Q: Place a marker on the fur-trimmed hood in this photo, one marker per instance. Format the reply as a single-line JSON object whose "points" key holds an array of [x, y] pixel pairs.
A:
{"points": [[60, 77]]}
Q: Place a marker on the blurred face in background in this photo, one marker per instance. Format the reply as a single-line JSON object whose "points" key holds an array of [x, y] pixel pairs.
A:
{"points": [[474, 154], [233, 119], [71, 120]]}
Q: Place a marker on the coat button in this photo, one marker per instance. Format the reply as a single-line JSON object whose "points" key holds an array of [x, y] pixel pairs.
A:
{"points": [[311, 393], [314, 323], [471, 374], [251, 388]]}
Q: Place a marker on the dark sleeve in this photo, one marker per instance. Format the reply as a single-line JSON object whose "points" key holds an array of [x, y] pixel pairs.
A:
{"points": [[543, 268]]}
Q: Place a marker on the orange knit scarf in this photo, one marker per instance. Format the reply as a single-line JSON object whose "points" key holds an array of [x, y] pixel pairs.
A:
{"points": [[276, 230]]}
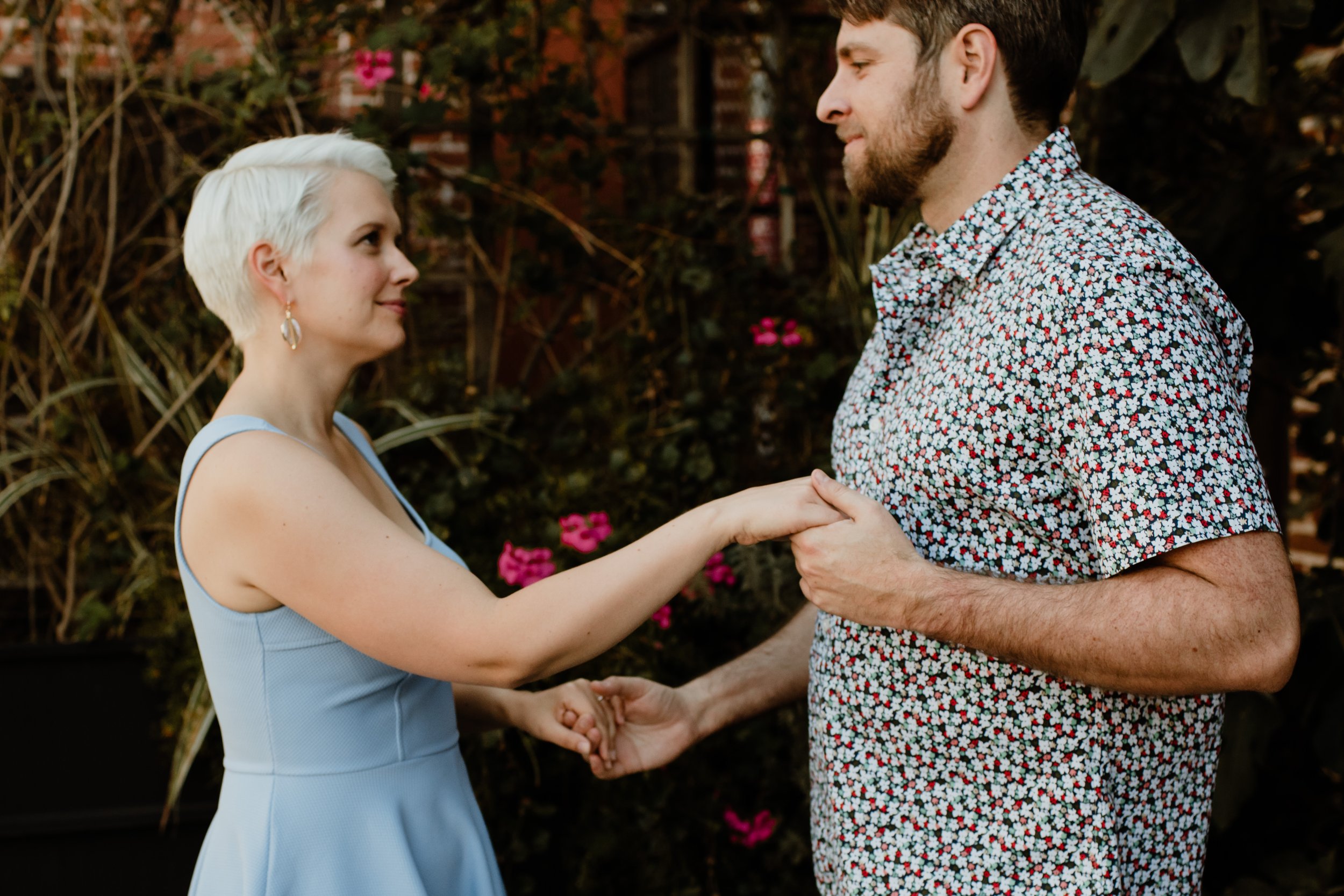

::::::::

» **INSTRUCTIONS FOR THE TASK**
Write out the items above word for word, starting at the line that contains "Q: Place a marker on the dark" and ending with the last line of the items, and leave the pictures out.

» **EXERCISE RESPONSE**
Q: Place a marker on the dark sleeve in this photo, one marker per instance. Format the reply as a single-line JSON object whose "points" key holds an array of [x, y] pixel pairs.
A:
{"points": [[543, 268]]}
Q: Place a marker on the orange knit scarf in this photo, one marker per instance. Format the reply as a single-line JSON object whose "points" key holds an array of [x, y] pixel pairs.
A:
{"points": [[276, 230]]}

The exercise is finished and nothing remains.